(1, bouwkunde), afkomstig van het Latijnse woord frons (voorhoofd), betekent de voorzijde van een gebouw.
(2, krijgskunde). Het front van een troep in brede opstelling heet de zijde, waarheen de troep ziet en van zijn wapens gebruik maakt; in meer algemene zin, van een strijdmacht, dat deel, hetwelk met de vijand het dichtst in gemeenschapsaanraking is. Verscheidene samenstellingen met het woord front spreken voor zichzelf. Frontlijn is de voorste lijn van een moderne verdedigingszone. Gevechtsfront is de lijn (tegenwoordig de strook of zone), waarin gestreden wordt; indien voorbereid met permanente werken, is de naam: vestingfront. In engere zin noemde men vroeger vestingfront het deel van de omwalling van een vesting, dat zich voortdurend herhaalt: bij het gebastionneerd stelsel het tussen twee saillanten gelegen gedeelte. Aanvalsfront is dat deel van een verdedigingsfront, tegen hetwelk zich de vijandelijke aanval richt; frontmars heet een mars naar de vijand.
Het woord front wordt in de meest algemene betekenis gebruikt voor de aanduiding van het gevechtsterrein. Dit gebruik stamt uit Wereldoorlog I, toen in de stellingoorlog de vijandelijke krachten in aaneengesloten fronten tegenover elkaar lagen.
● ● ● ● ●
# Opdrachten:
A. Beantwoord de volgende vragen over de tekst over het woord front:
(i) Van welk Latijns woord komt front in de bouwkunde, en wat betekent dat woord?
(ii) Hoe heet een mars naar de vijand?
(iii) Uit welke oorlog stamt het gebruik van front voor het gevechtsterrein?
B. Noem alle samenstellingen met het woord front waarvan de tekst over het woord front de betekenis uitlegt.
C. Zet de tekst over het woord front voort na de laatste zin.
● ● ● ● ●
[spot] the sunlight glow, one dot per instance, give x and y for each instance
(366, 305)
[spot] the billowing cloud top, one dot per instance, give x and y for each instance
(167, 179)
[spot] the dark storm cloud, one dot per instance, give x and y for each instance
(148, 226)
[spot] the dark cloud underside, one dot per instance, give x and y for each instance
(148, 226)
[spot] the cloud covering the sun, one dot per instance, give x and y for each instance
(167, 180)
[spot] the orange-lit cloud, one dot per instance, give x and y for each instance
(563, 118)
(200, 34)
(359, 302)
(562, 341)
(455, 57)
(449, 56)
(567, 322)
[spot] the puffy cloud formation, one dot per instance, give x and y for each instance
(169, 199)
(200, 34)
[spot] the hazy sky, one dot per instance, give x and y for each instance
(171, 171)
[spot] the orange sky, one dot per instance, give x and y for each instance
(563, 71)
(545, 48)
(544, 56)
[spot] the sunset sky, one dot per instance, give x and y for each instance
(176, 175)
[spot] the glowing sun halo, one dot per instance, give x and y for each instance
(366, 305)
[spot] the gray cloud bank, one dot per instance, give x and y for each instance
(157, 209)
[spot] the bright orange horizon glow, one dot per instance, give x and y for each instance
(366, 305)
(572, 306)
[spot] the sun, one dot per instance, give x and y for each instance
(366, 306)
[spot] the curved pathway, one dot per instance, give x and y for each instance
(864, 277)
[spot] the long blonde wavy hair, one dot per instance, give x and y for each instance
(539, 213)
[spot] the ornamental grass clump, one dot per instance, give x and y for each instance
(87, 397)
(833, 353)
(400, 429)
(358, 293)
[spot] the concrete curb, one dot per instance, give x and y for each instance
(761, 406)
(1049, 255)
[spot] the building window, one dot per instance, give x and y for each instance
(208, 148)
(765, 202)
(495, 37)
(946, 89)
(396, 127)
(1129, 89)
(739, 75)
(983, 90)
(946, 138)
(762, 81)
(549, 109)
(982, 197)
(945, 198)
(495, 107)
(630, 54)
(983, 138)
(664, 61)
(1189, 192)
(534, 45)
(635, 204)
● ● ● ● ●
# Antwoorden op volgorde:
A.
(i) Het komt van het Latijnse woord frons, dat voorhoofd betekent.
(ii) Een mars naar de vijand heet een frontmars.
(iii) Dit gebruik stamt uit Wereldoorlog I.

B. De tekst legt frontlijn, gevechtsfront, vestingfront, aanvalsfront en frontmars uit.

C.
(3, meteorologie). Het nauwkeurig onderzoek der atmosferische verschijnselen heeft sinds lang aan het licht gebracht, dat in de atmosfeer warmere en koudere soorten lucht dikwijls vrij scherp aan elkaar grenzen. Het scheidingsvlak (of de overgangslaag) tussen twee luchtsoorten noemt men een frontvlak. Zulk een frontvlak staat niet verticaal als een muur, doch ligt meest met een flauwe helling zodanig, dat de koudere lucht als een wigvormige laag onder de warmere geschoven ligt. Doet men van de koudere lucht uit een verticale opstijging, dan komt men dus bij het passeren van het frontvlak van een koudere in een iets warmere soort lucht; binnen elk der beide luchtsoorten afzonderlijk neemt de temperatuur naar boven toe af, doch in de overgangslaag houdt deze daling even op of treedt een temperatuurtoeneming (frontvlakinversie) daartussen.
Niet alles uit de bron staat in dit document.